PASSAGE FOR REVIEW:
--- START ---

The Silesia S-4 was a Polish, low-power parasol wing aircraft built in 1925. After an engine change and airframe modifications it became one of the Silesian Aeroclubs fleet. It was lost in a take-off accident in 1931 and was the last Silesia aircraft to fly.

==Design and development==

Three brothers, Edward, Paul and Wojciech Sopora set up an aircraft-building workshop in 1923 at Chorzów, calling it the Pierwsza Śląska Fabryka Samolotów (First Silesian Aircraft Factory). Their first product was the 1923 Silesia S-3. Though their next aircraft, the 1925 Silesia S-4, was also a low-powered, single seat monoplane like the S-3, It was a parasol wing type of more refined design.

The wing, with a rectangular plan and a thin aerofoil section, was a one piece, wooden structure built around two spars and fabric-covered. It was braced on each side with a parallel pair of struts to the spars from the lower fuselage longerons. An unusual pyramid of long struts on each side from the mid and lower fuselage braced the forward spar centrally and an inverted V-strut aft joined the upper fuselage longerons and rear spar. The wing had a large, deep cut-out in the central trailing edge which eased cockpit access, as the wing was not far above the fuselage.

--- END ---

WORK INSTRUCTION 1:
Answer these questions about the Silesia S-4 text.
(a) In what year was the S-4 lost, and in what kind of accident?
(b) In which town did the Sopora brothers set up their workshop?
(c) How many spars was the S-4's wing built around?
WORK INSTRUCTION 2:
Set down the Silesia S-4 text word for word, from "The Silesia S-4" up to and including "aircraft to fly.".
WORK INSTRUCTION 3:
Resume the text about the Silesia S-4 aircraft, starting after its last sentence.

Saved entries
--- START ---

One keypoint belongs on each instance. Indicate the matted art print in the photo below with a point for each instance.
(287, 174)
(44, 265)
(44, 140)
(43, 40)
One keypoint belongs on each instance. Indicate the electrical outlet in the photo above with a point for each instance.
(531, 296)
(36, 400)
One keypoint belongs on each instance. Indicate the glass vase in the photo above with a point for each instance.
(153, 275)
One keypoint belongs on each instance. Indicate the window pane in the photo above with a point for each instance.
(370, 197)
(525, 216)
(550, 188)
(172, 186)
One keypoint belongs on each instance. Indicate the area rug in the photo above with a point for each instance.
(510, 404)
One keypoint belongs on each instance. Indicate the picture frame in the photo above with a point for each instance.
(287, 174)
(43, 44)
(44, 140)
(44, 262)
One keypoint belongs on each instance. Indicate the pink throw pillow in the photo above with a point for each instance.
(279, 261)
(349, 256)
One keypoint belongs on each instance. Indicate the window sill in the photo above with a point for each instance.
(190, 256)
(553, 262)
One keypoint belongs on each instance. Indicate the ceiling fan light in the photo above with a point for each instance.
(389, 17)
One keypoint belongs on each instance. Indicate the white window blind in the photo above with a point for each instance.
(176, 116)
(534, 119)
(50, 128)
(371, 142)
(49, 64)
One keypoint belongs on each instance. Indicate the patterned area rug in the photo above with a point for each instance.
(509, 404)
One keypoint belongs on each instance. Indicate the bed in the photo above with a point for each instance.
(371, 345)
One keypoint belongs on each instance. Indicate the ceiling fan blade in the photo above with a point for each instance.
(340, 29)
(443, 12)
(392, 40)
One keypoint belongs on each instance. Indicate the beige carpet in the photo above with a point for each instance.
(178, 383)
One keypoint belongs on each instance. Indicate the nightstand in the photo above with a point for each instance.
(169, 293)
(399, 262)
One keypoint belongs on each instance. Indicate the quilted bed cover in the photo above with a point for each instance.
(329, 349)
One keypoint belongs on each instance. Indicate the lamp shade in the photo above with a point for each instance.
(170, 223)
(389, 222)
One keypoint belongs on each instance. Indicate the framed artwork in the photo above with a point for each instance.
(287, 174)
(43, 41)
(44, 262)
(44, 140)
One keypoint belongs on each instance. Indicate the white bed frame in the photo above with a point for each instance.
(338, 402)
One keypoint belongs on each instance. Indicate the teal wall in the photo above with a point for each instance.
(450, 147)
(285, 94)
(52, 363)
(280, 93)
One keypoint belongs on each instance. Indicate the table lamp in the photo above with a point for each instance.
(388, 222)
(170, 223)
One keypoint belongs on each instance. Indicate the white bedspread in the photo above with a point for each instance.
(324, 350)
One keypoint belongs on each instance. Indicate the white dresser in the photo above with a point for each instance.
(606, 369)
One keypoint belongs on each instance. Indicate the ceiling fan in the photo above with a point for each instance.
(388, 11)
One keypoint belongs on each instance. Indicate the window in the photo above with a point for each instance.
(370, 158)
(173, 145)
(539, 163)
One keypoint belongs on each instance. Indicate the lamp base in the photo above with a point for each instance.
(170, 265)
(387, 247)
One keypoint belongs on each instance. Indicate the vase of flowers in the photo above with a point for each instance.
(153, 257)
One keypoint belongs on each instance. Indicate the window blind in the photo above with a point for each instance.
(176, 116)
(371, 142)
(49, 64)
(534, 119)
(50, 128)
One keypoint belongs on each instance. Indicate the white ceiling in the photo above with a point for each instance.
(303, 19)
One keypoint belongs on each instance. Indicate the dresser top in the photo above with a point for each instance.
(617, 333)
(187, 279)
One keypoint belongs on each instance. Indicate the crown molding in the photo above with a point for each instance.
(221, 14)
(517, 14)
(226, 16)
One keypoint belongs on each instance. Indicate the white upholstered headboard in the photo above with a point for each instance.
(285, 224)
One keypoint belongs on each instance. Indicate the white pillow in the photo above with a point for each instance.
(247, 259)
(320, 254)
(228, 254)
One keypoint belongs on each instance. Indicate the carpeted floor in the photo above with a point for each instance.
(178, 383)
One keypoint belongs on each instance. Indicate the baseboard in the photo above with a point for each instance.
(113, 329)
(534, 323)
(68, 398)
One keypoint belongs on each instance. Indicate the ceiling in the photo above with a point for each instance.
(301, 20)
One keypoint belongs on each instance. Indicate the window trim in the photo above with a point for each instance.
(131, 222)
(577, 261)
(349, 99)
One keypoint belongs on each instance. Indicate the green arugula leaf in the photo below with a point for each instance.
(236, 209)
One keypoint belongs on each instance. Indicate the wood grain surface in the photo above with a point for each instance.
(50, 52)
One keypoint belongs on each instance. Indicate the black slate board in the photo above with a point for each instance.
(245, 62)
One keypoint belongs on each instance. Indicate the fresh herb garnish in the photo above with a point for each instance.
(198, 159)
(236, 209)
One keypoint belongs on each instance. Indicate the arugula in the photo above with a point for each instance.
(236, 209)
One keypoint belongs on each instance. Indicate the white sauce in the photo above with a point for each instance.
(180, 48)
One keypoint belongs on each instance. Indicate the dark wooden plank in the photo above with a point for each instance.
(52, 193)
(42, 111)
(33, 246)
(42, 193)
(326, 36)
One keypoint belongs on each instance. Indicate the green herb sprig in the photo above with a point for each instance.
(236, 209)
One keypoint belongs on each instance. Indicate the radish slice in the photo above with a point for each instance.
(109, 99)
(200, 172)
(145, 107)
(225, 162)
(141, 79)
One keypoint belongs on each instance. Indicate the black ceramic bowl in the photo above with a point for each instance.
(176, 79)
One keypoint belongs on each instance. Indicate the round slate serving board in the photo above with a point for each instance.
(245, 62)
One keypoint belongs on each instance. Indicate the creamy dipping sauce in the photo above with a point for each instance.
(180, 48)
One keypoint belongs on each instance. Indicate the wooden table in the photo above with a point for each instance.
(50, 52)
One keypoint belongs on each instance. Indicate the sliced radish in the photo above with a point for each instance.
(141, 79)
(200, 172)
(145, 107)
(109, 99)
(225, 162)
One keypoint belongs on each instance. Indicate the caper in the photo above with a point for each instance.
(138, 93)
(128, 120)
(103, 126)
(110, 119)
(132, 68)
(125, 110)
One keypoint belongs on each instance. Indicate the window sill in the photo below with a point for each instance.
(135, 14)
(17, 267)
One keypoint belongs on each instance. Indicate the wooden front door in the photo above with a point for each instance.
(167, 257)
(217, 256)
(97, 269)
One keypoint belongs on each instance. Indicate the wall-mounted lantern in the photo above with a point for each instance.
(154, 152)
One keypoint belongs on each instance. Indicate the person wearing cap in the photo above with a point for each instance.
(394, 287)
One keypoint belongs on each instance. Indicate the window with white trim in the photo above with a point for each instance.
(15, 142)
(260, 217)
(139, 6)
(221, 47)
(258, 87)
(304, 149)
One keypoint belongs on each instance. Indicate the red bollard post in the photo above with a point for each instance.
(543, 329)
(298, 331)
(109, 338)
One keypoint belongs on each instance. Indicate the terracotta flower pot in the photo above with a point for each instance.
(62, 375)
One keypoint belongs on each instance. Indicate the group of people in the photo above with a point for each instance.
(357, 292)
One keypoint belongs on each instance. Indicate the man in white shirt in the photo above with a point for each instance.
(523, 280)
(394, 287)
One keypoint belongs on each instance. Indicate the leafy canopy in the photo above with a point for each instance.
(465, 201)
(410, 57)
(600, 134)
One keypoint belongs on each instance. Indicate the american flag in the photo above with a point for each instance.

--- END ---

ANSWER BOX 1:
(a) 1931, in a take-off accident.
(b) Chorzów.
(c) Two.

ANSWER BOX 2:
The Silesia S-4 was a Polish, low-power parasol wing aircraft built in 1925. After an engine change and airframe modifications it became one of the Silesian Aeroclubs fleet. It was lost in a take-off accident in 1931 and was the last Silesia aircraft to fly.

ANSWER BOX 3:
The S-4 was at first powered by the same 30 hp air-cooled Haacke HFM-2 flat twin engine used by the S-3. Behind it the fuselage was rectangular in section and flat-sided. The forward part was a fabric-covered steel tube structure but behind the cockpit, just ahead of the trailing edge, wood frames and plywood covering were used. Its empennage was wood-framed, wire-braced and fabric-covered, with the tailplane on top of the fuselage and a fin with a short, balanced rudder. Its fixed, tailskid undercarriage was similar to that of the S-3, with large mainwheels on a single axle supported at each end by V-struts from the lower longerons.

The first flight, piloted by Klosek, was in June 1925. It was soon busy, giving a demonstration to representatives of an infantry regiment and taking part in a series of publicity flights to Silesian towns during a L.O.P.P air-awareness week. It also made a flight from Michajłowice to Świętochłowice.

It was later moved to Katowice, the home of the Silesian Pilots' Club where it was thoroughly tested by two Polskie Linie Lotnicze 'Lot' (Polish Airways 'Flight') pilots who found its handling poor and attributed this partly to the elderly, low-powered Haacke engine. These observations led to the installation of a slightly more powerful (35 hp) three cylinder Anzani engine. The wing bracing was tidied, with the original diagonal wire bracing of the main wing struts replaced by a rigid strut and the central, forward stuts replaced by a neater transverse V-strut from the upper longerons, making a more conventional cabane. The vertical tail was also modified, with a more rounded rudder with a smaller balance horn.

==Operational history==

After these modifications the S-4 was much flown by members of the Silesian Pilots' Club and when in 1930 this club became part of the Silesian Aeroclub, the S-4 was one of the eight aircraft in its fleet. It was destroyed in June 1931 when a club member fatally stalled after an unauthorised take-off.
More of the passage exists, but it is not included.